What the task asks:
Rewrite the part of the listing below that runs from the line with "Could you point out where the monkey's face" to the line with "[224,81,233,95]", both ends included, as a numbered list of only those lines. Skip any blank lines and leave the pictures out.

##### Task inputs

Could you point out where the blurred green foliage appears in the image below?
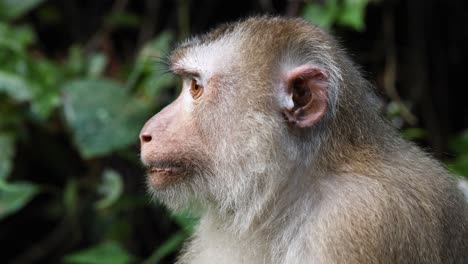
[0,0,193,263]
[303,0,369,31]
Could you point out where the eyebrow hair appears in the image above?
[169,63,200,77]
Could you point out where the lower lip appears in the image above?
[148,167,183,189]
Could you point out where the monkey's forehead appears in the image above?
[170,16,334,78]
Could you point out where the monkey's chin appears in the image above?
[147,167,186,190]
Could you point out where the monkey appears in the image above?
[140,16,468,264]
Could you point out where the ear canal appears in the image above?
[283,65,328,128]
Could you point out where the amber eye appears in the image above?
[190,79,203,99]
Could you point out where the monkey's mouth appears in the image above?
[146,162,187,189]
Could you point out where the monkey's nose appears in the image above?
[140,133,153,143]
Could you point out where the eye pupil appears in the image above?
[190,79,203,99]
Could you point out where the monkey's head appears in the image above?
[140,17,356,214]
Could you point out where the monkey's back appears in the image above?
[318,141,468,263]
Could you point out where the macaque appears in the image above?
[140,17,468,264]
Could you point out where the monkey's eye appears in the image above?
[190,79,203,99]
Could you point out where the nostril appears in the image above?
[140,134,152,143]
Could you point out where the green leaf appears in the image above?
[0,0,44,20]
[126,31,175,92]
[65,46,86,75]
[63,241,133,264]
[63,79,149,158]
[0,180,39,219]
[0,133,15,181]
[30,59,65,120]
[96,170,123,209]
[0,22,36,53]
[337,0,369,31]
[302,0,338,28]
[87,53,107,77]
[0,71,32,102]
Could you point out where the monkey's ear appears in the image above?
[283,64,328,127]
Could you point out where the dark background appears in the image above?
[0,0,468,263]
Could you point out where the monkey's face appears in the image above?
[140,35,278,207]
[140,21,326,209]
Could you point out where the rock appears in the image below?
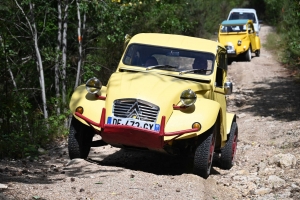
[0,183,7,189]
[269,153,297,168]
[254,188,272,195]
[268,175,286,188]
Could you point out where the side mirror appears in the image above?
[224,81,233,95]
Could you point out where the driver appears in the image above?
[193,58,207,69]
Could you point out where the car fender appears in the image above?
[69,84,107,130]
[226,113,236,134]
[165,98,221,140]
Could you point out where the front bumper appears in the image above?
[75,108,199,149]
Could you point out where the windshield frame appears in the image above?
[121,43,216,76]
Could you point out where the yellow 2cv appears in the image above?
[68,33,238,178]
[218,19,261,61]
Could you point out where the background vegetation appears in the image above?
[0,0,300,158]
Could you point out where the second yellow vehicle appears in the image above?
[218,19,261,61]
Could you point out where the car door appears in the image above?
[214,47,228,141]
[247,23,258,52]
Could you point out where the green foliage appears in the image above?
[265,0,300,68]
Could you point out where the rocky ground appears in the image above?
[0,26,300,200]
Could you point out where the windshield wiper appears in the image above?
[146,65,178,70]
[179,69,212,75]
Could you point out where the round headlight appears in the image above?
[85,77,102,94]
[180,89,197,106]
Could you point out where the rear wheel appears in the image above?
[220,122,238,169]
[68,117,94,159]
[245,46,252,62]
[194,125,217,179]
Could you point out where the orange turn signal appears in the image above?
[75,106,83,114]
[192,122,202,131]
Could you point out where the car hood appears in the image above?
[105,72,210,122]
[219,33,247,46]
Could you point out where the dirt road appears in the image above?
[0,26,300,200]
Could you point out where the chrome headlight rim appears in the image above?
[180,89,197,107]
[85,77,102,94]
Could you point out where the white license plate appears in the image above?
[107,117,160,131]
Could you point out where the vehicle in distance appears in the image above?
[218,19,261,61]
[68,33,238,178]
[227,8,261,34]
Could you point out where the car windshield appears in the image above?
[229,12,256,23]
[220,24,247,33]
[123,44,215,75]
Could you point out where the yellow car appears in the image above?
[218,19,261,61]
[68,33,238,178]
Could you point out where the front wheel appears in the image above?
[194,125,217,179]
[220,122,238,169]
[255,49,260,57]
[245,46,252,62]
[68,117,94,159]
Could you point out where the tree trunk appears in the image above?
[74,0,82,90]
[54,0,62,115]
[15,0,48,119]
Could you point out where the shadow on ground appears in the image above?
[88,149,223,176]
[229,74,300,121]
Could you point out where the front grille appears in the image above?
[113,99,159,122]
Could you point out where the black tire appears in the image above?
[255,49,260,57]
[245,46,252,62]
[193,124,217,179]
[68,117,94,159]
[220,122,238,169]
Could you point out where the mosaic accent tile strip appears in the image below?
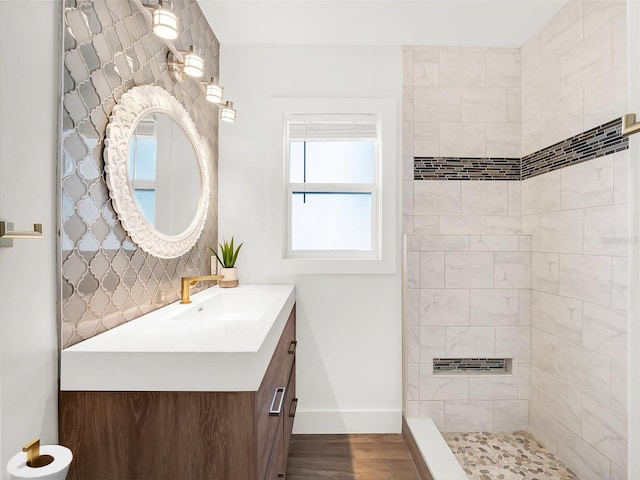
[442,432,579,480]
[58,0,220,348]
[522,118,629,180]
[413,157,520,180]
[433,358,508,373]
[413,118,629,180]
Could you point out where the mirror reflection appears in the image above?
[128,112,202,236]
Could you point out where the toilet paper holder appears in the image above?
[22,438,53,468]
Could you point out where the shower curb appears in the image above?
[402,417,469,480]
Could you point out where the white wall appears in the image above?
[627,0,640,478]
[0,0,60,479]
[219,45,402,433]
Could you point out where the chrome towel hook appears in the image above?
[0,221,42,247]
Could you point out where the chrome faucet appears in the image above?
[180,275,224,303]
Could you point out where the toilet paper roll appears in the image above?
[7,445,73,480]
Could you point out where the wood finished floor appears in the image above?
[287,434,420,480]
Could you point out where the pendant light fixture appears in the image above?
[151,0,179,40]
[220,100,236,123]
[205,77,224,105]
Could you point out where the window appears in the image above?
[285,114,380,258]
[264,97,401,275]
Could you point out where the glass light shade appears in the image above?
[152,2,178,40]
[220,101,236,123]
[205,78,224,104]
[182,45,204,78]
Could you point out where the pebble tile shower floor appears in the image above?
[442,432,579,480]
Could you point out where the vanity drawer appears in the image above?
[255,307,296,478]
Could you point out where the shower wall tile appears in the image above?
[537,372,582,435]
[413,86,460,122]
[413,181,461,215]
[559,255,611,305]
[469,375,518,400]
[420,326,447,364]
[582,396,627,470]
[440,121,487,157]
[460,182,509,215]
[440,215,487,234]
[495,325,531,363]
[558,340,611,404]
[487,215,522,235]
[556,424,611,480]
[420,375,469,403]
[582,302,628,363]
[419,252,445,288]
[540,210,584,253]
[533,292,583,344]
[460,87,507,122]
[418,400,444,432]
[469,235,520,252]
[420,288,470,326]
[584,204,629,257]
[469,289,520,326]
[444,400,494,432]
[610,362,628,416]
[531,252,560,294]
[613,150,629,203]
[611,257,629,310]
[521,0,628,155]
[420,235,469,252]
[445,327,496,357]
[522,170,561,215]
[560,154,613,210]
[528,402,559,455]
[440,51,486,87]
[444,252,494,288]
[494,252,531,288]
[493,400,529,432]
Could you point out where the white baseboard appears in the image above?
[293,410,402,434]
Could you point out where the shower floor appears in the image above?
[442,432,578,480]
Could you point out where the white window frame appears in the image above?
[284,113,382,259]
[265,97,401,275]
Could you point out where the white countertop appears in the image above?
[60,285,295,391]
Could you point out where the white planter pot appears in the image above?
[218,267,240,288]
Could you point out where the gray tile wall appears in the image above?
[59,0,219,347]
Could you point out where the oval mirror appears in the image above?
[105,85,209,258]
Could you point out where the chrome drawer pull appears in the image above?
[289,397,298,418]
[269,387,287,415]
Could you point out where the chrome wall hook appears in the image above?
[0,221,42,247]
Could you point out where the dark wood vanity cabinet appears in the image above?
[59,306,297,480]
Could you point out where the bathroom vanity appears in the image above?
[59,285,297,480]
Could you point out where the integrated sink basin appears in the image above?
[60,285,295,391]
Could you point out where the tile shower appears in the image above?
[403,0,632,480]
[59,0,219,347]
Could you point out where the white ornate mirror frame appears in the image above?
[104,85,210,258]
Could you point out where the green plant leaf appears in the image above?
[209,237,244,268]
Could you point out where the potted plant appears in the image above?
[209,237,244,288]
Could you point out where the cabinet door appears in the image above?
[264,414,287,480]
[255,307,295,479]
[283,362,298,466]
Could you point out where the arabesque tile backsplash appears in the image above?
[59,0,219,348]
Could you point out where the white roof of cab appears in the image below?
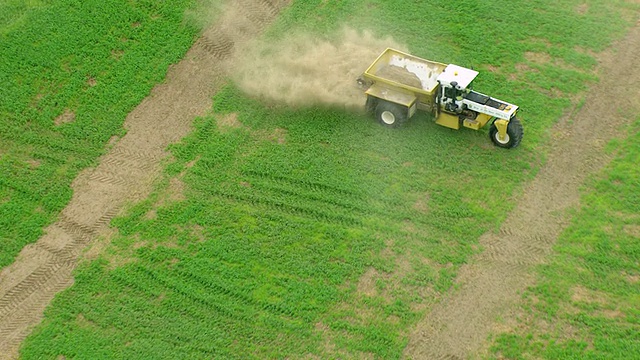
[438,64,478,89]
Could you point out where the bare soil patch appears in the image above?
[0,0,288,359]
[405,26,640,359]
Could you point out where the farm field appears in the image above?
[0,1,639,359]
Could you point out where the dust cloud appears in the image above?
[230,28,406,109]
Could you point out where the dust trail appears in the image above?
[230,28,406,108]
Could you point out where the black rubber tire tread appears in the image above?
[376,99,407,128]
[489,116,524,149]
[364,95,380,114]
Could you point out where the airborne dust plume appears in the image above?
[230,29,405,108]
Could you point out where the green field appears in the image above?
[0,0,640,359]
[492,119,640,359]
[0,0,197,267]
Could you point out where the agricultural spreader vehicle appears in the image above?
[357,49,523,148]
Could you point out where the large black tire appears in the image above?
[376,100,407,128]
[364,95,378,115]
[489,116,524,149]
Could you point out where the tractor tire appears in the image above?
[376,100,407,128]
[489,116,524,149]
[364,95,379,115]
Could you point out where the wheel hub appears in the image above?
[380,111,396,125]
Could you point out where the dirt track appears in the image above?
[405,23,640,359]
[0,0,288,359]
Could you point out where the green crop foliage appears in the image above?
[492,121,640,359]
[0,0,196,267]
[8,0,633,359]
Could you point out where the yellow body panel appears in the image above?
[493,119,509,141]
[436,112,460,130]
[462,114,492,130]
[365,83,417,107]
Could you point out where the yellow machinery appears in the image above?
[357,49,523,148]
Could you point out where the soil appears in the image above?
[376,65,422,89]
[0,0,640,359]
[404,23,640,359]
[0,0,288,359]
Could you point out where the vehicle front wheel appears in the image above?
[376,100,407,128]
[489,116,524,149]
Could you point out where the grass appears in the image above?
[3,0,632,359]
[492,121,640,359]
[0,0,197,267]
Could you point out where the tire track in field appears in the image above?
[404,23,640,359]
[0,0,288,359]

##########

Written response:
1. Could you point out where the monkey's face appears in the image above?
2. [140,35,278,207]
3. [140,21,326,209]
4. Could you point out where the rock appears in the image below?
5. [0,183,7,189]
6. [269,153,297,168]
7. [254,188,272,195]
8. [268,175,286,188]
9. Could you point out where the side mirror appears in the image above?
10. [224,81,233,95]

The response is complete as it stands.